#### [What to work on]
Would it be possible to output exactly, and only, the lines below from the one holding "For this drill the class indicates the elongated" to the last line, both included, with every picture left out?

Stored data:
........
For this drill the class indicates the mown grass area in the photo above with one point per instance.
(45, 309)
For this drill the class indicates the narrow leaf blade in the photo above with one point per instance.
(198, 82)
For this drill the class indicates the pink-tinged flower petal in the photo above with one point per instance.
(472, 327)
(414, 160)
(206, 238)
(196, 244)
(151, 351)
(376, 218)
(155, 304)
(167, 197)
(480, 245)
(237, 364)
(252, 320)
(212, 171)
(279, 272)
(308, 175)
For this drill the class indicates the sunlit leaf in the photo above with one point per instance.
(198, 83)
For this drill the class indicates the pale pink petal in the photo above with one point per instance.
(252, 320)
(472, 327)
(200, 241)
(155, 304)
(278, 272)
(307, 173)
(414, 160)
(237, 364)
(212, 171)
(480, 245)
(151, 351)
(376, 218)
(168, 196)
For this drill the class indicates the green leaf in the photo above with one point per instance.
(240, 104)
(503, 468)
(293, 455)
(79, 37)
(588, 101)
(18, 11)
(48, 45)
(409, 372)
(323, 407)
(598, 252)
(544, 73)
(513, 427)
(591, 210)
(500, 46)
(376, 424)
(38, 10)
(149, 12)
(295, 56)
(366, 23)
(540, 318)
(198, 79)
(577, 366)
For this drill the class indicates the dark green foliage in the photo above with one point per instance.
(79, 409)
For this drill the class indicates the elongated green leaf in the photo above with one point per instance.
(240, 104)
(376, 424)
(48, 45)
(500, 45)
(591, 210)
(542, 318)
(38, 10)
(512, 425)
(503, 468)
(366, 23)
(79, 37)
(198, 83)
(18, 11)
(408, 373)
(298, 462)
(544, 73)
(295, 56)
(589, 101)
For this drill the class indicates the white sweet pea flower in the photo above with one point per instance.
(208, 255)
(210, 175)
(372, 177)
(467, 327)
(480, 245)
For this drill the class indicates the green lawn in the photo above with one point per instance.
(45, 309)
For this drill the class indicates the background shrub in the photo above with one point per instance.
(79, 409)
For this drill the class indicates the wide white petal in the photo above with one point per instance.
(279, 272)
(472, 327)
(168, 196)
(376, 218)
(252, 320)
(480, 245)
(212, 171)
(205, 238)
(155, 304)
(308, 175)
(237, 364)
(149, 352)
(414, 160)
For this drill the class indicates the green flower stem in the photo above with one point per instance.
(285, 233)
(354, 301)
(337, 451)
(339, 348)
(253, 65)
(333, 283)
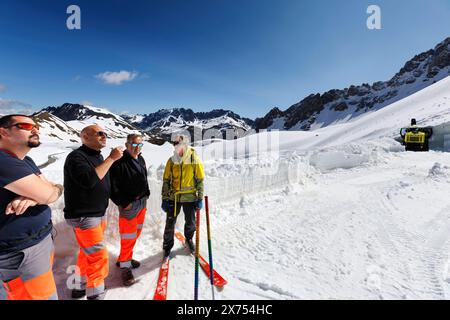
........
#### [Reply]
For this drill the class indicates the elongated green leaf in the photo above with one point per instance.
(240, 104)
(376, 424)
(48, 45)
(500, 45)
(591, 210)
(542, 318)
(38, 10)
(512, 425)
(503, 468)
(366, 23)
(79, 37)
(198, 83)
(18, 11)
(408, 373)
(298, 462)
(544, 73)
(295, 56)
(589, 101)
For this drill the class indicates the white sweet pea flower in the photo above with one point per instance.
(208, 255)
(210, 175)
(372, 177)
(467, 327)
(480, 245)
For this drill the class indicates the green lawn in the photo above with one point per instance.
(45, 309)
For this drill the class indicates the background shrub in the photo above with one point per instance.
(79, 409)
For this drill the class indicates the wide white petal in the photo above with one point per instance.
(279, 272)
(472, 327)
(168, 196)
(376, 218)
(252, 320)
(480, 245)
(212, 171)
(205, 238)
(155, 304)
(308, 175)
(237, 364)
(149, 352)
(414, 160)
For this drill the class indicates the green flower stem in the photo above with one point per instance.
(285, 233)
(354, 301)
(337, 451)
(339, 348)
(253, 65)
(333, 283)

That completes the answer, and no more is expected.